[start of Extracted records]

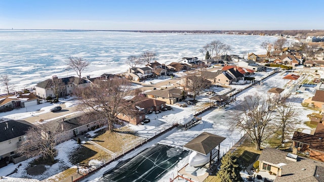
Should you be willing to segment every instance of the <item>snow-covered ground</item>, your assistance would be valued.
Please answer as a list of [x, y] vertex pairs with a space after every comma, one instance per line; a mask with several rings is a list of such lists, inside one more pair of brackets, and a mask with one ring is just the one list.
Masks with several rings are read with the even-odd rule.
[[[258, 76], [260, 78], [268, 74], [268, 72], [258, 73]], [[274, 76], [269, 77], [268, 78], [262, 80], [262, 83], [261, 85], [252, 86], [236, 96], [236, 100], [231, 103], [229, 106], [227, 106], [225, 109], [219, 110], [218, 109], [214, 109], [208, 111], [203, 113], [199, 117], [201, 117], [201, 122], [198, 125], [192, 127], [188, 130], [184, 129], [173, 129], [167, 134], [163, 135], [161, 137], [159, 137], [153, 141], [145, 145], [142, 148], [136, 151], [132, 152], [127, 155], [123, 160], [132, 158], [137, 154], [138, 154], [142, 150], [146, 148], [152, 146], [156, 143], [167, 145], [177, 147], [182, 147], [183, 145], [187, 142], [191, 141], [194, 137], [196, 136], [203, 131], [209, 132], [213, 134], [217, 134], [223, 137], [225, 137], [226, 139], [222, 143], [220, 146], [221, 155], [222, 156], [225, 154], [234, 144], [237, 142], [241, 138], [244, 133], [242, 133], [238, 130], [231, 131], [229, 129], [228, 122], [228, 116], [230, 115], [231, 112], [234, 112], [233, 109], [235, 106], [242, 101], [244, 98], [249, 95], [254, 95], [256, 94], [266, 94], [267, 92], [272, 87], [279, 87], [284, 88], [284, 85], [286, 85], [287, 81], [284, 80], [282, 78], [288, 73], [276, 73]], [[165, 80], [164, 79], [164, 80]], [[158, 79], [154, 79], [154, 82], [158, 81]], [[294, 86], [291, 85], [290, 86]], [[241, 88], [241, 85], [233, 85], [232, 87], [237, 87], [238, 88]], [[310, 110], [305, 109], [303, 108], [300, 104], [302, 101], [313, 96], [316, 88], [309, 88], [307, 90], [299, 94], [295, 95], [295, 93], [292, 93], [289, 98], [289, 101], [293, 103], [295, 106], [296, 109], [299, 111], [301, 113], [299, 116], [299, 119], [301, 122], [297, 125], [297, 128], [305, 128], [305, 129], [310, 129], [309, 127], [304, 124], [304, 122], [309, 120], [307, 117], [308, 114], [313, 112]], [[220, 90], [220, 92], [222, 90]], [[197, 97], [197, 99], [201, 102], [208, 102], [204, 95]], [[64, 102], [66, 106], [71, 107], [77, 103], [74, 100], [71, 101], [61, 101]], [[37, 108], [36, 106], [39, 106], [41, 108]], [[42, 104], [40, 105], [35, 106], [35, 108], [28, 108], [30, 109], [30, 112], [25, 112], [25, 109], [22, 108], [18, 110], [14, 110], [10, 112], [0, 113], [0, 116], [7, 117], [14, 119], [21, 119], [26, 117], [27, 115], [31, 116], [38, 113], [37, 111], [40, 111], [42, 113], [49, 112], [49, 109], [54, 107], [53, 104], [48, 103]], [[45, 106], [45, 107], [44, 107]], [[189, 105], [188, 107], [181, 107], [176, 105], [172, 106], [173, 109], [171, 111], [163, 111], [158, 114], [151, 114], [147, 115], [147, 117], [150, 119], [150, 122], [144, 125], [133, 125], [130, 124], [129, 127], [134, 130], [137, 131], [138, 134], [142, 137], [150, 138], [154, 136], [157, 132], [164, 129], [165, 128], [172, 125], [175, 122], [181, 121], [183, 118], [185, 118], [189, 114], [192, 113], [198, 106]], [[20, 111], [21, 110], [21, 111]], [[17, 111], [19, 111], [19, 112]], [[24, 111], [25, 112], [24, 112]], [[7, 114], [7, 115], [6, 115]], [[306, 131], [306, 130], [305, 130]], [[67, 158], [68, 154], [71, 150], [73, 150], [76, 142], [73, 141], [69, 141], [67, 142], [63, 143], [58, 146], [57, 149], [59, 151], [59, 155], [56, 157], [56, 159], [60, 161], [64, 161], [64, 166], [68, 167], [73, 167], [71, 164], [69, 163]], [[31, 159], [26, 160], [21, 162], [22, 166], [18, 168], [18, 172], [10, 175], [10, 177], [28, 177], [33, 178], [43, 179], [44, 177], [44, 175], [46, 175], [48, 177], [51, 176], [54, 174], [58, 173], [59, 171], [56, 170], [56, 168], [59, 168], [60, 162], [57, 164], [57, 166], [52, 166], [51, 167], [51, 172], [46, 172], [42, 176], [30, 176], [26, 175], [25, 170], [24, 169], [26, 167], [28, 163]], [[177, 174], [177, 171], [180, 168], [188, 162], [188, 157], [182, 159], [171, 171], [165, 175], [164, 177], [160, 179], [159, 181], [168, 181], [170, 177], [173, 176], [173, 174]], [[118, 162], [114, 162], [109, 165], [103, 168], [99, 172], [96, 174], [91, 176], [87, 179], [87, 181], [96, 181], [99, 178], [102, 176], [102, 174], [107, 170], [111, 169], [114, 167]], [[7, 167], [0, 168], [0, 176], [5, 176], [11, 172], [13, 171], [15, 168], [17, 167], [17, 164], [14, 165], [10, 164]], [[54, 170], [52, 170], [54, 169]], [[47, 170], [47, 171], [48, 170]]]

[end of Extracted records]
[start of Extracted records]

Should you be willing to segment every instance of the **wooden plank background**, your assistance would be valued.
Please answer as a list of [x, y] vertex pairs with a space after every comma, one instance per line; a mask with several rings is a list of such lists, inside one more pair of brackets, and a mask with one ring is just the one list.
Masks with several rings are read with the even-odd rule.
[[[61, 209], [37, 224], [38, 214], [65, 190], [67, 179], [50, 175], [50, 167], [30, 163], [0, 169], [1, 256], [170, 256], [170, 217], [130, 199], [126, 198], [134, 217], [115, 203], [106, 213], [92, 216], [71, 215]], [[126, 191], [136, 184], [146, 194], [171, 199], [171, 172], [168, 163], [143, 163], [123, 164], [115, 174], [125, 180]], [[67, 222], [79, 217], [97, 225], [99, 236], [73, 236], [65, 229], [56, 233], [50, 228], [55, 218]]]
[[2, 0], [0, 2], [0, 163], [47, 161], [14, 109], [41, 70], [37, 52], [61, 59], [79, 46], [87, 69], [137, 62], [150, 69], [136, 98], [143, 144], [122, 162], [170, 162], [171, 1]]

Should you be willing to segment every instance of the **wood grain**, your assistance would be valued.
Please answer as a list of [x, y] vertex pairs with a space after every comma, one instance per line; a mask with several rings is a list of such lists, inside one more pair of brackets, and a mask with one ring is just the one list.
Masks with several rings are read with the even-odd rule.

[end of Extracted records]
[start of Extracted records]

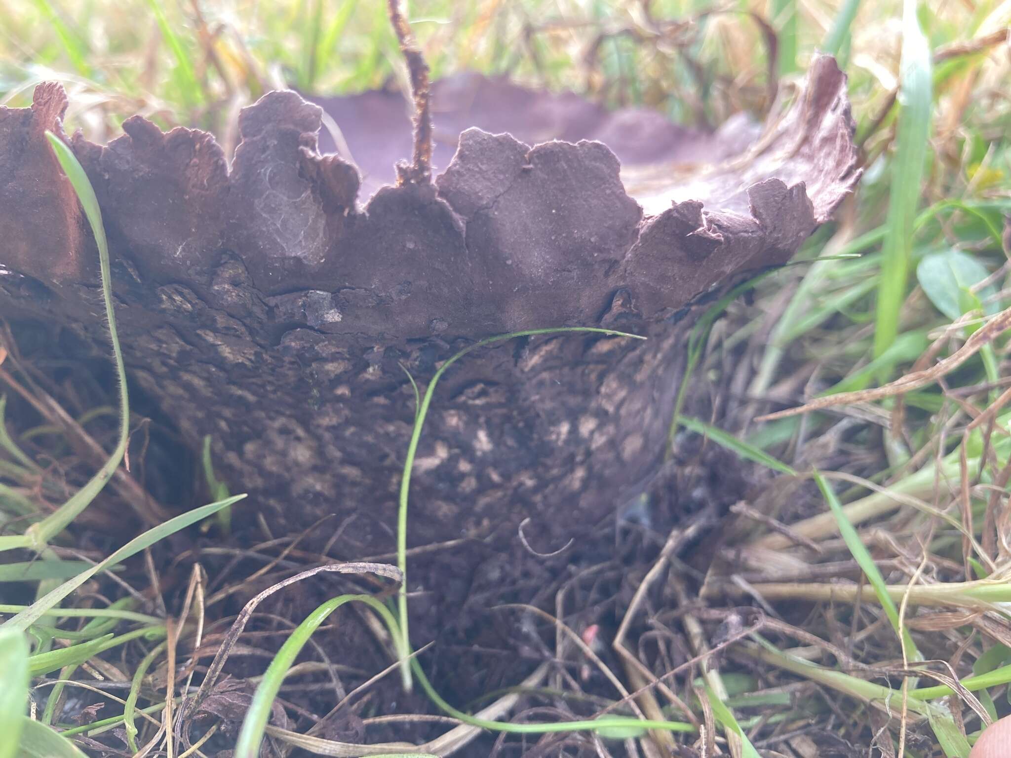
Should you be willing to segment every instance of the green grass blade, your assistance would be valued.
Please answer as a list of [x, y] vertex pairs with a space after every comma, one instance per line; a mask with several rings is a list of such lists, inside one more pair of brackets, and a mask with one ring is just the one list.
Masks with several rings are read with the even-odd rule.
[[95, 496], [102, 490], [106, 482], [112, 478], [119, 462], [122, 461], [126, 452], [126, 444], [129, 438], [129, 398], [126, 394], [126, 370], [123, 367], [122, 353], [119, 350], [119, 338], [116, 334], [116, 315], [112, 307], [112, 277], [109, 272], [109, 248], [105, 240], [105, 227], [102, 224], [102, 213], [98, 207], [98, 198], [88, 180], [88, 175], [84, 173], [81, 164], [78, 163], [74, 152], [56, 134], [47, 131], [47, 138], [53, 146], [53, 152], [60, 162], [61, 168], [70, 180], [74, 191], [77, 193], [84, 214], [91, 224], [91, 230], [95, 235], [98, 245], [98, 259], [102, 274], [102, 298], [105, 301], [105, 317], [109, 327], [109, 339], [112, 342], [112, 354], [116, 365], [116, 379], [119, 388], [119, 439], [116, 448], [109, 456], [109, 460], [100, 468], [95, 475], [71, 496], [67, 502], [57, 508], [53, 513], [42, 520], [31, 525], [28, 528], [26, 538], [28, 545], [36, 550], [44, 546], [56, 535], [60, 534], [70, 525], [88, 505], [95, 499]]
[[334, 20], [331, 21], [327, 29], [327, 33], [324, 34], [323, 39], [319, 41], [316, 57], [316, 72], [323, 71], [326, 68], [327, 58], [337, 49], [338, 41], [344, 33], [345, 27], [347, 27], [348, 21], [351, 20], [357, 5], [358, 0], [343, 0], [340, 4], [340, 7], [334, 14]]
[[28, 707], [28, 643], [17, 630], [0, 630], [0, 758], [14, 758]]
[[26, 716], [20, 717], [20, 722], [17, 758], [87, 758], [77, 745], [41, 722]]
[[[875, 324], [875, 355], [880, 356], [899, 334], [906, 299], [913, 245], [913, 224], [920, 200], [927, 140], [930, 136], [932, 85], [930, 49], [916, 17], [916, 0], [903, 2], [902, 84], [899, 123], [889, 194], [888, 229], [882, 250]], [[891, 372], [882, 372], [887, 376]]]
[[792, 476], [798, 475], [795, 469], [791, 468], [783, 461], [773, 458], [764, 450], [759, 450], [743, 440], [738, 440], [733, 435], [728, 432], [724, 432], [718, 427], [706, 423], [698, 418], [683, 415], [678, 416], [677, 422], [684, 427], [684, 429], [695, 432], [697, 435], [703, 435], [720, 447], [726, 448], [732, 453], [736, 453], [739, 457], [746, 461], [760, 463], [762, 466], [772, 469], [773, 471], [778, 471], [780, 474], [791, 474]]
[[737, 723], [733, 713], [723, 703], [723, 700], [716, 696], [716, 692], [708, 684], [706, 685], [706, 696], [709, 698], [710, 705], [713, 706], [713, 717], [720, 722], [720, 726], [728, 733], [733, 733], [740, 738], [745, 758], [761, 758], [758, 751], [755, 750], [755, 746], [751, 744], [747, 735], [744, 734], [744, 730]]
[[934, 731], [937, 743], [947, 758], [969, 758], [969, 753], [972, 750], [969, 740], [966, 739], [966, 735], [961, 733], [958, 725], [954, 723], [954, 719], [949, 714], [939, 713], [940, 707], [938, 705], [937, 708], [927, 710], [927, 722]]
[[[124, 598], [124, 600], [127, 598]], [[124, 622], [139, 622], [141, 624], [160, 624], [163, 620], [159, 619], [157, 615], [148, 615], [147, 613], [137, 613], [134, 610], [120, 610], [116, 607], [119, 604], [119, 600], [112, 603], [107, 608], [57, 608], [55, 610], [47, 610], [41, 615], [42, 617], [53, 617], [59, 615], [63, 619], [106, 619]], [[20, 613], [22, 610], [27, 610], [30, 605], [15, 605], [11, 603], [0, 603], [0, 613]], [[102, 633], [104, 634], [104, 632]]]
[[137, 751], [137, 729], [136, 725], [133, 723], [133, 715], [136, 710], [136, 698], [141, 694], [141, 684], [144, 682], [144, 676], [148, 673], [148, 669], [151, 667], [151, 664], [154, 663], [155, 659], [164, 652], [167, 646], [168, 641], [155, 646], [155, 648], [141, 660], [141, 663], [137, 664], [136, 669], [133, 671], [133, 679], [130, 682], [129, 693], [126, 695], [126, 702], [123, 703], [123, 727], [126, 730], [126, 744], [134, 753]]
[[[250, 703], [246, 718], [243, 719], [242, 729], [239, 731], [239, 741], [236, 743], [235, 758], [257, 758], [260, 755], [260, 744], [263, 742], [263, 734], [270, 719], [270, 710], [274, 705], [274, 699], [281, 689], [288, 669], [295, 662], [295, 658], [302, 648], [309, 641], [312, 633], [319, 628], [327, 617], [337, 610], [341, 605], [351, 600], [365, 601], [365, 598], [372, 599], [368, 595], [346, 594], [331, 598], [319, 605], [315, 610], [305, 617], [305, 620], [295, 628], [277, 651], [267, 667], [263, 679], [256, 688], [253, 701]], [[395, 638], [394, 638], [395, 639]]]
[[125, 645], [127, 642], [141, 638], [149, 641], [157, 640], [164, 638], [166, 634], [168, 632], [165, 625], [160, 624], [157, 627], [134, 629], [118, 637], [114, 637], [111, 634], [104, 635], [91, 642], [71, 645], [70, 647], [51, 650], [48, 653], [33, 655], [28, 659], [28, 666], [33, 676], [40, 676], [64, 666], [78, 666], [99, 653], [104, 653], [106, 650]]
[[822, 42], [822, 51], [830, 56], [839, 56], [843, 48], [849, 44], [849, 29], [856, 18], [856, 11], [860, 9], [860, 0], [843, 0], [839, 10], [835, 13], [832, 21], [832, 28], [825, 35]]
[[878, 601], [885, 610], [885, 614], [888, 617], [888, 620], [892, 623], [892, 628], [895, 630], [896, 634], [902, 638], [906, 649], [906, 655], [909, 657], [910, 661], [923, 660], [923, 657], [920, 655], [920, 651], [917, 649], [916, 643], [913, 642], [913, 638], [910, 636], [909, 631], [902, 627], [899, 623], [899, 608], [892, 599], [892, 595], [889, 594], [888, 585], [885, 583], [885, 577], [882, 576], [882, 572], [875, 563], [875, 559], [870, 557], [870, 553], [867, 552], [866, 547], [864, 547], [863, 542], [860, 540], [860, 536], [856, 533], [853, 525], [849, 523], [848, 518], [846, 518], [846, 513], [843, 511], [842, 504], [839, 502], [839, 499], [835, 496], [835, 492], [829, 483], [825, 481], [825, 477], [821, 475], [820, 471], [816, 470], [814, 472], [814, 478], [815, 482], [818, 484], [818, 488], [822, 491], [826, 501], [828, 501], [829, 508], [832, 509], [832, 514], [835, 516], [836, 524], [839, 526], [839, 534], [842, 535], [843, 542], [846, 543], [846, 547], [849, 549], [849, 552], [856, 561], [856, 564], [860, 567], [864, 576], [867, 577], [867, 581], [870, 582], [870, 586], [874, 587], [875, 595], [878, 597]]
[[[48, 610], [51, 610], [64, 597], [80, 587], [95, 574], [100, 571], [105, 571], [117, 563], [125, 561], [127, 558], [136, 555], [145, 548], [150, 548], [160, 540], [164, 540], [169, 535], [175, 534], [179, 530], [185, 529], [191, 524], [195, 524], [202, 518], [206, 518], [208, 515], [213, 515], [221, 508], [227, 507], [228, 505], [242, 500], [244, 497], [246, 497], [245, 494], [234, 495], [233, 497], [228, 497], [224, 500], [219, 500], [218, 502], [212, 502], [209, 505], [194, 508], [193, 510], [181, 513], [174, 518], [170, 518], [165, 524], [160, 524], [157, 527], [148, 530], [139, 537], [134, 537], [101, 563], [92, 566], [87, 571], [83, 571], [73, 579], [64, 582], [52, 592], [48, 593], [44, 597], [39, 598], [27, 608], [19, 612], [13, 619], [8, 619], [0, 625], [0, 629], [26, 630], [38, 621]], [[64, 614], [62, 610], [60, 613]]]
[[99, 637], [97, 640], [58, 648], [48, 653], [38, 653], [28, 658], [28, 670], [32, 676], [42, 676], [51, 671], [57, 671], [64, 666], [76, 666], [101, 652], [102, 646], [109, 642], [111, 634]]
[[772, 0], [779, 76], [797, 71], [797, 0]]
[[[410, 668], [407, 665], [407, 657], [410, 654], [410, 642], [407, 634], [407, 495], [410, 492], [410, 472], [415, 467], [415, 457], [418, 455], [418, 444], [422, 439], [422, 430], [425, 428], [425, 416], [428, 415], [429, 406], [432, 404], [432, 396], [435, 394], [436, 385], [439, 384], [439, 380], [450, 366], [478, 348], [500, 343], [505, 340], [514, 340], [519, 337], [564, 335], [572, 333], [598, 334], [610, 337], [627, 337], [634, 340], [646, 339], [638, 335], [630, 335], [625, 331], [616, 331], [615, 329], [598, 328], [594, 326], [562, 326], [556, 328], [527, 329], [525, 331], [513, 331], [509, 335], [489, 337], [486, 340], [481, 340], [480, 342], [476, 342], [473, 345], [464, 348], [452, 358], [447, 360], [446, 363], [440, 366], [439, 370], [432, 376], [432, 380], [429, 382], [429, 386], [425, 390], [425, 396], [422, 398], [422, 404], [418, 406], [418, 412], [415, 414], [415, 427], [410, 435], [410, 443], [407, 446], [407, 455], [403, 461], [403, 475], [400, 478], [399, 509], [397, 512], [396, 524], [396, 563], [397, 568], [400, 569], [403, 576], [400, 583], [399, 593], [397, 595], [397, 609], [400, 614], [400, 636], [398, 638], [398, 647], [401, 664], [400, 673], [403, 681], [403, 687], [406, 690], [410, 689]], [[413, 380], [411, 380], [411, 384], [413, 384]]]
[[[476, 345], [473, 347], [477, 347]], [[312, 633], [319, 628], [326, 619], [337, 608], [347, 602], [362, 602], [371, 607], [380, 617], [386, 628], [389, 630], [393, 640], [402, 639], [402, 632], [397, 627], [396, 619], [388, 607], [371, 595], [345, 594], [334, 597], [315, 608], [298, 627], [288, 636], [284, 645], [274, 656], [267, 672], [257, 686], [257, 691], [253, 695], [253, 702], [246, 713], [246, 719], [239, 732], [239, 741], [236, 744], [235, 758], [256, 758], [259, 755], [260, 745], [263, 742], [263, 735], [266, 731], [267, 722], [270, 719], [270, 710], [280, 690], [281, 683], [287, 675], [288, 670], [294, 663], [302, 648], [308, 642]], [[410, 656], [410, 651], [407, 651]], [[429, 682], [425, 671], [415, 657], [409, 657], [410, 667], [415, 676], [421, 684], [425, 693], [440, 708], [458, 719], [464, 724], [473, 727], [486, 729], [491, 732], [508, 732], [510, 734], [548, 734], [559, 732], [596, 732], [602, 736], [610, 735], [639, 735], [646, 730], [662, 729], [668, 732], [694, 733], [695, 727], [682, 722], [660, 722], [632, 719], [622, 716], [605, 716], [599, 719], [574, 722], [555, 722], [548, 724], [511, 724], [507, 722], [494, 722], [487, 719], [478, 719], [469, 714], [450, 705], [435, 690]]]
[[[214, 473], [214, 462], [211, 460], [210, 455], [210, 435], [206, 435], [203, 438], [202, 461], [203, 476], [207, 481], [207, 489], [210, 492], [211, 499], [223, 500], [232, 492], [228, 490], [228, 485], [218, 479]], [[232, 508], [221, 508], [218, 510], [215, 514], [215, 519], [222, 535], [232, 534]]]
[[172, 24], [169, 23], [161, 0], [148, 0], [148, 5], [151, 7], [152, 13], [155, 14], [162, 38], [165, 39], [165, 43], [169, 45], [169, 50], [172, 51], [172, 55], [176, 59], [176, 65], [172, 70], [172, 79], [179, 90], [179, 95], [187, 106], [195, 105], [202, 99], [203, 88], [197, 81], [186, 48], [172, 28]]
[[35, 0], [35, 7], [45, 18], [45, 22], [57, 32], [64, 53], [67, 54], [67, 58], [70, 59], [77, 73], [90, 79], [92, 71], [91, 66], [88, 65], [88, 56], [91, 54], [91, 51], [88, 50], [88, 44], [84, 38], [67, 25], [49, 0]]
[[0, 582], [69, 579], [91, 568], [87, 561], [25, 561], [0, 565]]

[end of Extracted records]

Description of the task |
List every line in the entries that contains the string "Should", matching case exactly.

Task response |
Should you be willing to segment every instance of the <item>snow-covered ground</item>, your assistance would be valued.
Should you be willing to segment every instance of the **wooden plank background**, your assistance would be valued.
Should you be willing to segment every instance of the **wood grain**, your assistance would be valued.
Should you be willing to segment every instance of the green grass blade, your assistance would be valued.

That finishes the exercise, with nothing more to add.